Directions for this task »
Report the lines of the material that carry the string "tarpaulin".

Recorded information »

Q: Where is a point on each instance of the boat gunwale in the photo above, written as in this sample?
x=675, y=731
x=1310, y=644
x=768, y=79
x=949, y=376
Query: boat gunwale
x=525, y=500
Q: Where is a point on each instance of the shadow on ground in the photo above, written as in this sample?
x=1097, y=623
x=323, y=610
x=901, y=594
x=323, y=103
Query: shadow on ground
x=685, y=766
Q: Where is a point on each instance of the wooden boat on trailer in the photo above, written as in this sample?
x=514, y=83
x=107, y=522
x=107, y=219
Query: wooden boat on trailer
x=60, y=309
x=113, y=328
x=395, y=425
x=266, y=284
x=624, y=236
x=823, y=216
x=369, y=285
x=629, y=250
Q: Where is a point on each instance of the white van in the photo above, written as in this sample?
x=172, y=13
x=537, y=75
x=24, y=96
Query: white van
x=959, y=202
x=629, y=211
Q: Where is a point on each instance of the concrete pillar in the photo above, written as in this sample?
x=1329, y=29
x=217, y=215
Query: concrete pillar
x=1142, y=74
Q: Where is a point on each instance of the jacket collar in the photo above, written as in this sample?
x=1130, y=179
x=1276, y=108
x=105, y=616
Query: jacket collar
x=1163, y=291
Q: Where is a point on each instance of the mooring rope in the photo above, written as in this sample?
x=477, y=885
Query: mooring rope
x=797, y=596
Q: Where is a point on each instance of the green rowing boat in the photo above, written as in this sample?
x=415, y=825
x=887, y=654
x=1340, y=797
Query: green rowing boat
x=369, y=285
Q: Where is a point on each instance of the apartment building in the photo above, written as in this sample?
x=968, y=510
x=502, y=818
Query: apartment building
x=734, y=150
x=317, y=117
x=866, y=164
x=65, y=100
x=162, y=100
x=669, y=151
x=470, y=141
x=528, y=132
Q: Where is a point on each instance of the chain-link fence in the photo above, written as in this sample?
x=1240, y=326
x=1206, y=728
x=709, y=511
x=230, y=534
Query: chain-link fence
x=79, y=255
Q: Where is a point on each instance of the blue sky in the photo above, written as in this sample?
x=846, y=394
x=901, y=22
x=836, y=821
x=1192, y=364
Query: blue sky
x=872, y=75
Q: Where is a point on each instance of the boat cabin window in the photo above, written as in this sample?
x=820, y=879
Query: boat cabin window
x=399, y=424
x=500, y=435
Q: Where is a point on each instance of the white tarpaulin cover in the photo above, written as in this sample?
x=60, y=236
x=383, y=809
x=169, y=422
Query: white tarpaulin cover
...
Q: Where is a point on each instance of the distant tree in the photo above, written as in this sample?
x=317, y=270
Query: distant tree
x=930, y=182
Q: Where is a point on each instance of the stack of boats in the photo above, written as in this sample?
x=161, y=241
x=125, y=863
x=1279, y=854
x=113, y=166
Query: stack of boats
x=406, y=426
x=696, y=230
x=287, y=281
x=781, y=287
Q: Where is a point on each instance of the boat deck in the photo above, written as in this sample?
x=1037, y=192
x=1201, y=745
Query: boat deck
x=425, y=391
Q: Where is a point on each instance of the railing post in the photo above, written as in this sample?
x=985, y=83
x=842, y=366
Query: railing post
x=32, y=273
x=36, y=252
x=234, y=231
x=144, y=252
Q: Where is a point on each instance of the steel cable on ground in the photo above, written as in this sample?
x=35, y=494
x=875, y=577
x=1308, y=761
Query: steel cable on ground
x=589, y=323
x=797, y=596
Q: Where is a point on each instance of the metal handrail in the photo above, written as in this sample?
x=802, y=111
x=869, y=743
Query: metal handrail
---
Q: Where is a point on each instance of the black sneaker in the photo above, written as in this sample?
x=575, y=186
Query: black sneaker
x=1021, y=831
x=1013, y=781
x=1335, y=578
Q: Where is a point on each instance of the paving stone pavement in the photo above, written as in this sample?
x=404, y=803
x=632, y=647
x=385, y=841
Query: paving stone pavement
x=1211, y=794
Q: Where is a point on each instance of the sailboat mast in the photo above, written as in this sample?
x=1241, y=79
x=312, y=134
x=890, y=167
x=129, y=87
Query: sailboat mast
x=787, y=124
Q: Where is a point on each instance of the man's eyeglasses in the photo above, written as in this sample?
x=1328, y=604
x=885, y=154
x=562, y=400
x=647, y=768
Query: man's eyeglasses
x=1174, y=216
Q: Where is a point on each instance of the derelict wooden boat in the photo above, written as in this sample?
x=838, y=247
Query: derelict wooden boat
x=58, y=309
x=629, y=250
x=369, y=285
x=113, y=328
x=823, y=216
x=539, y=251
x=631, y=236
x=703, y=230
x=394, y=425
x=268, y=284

Output »
Q: Where is a point on each instance of the white tarpaulin cover in the photo above, written as in this sample?
Query: white tarpaulin cover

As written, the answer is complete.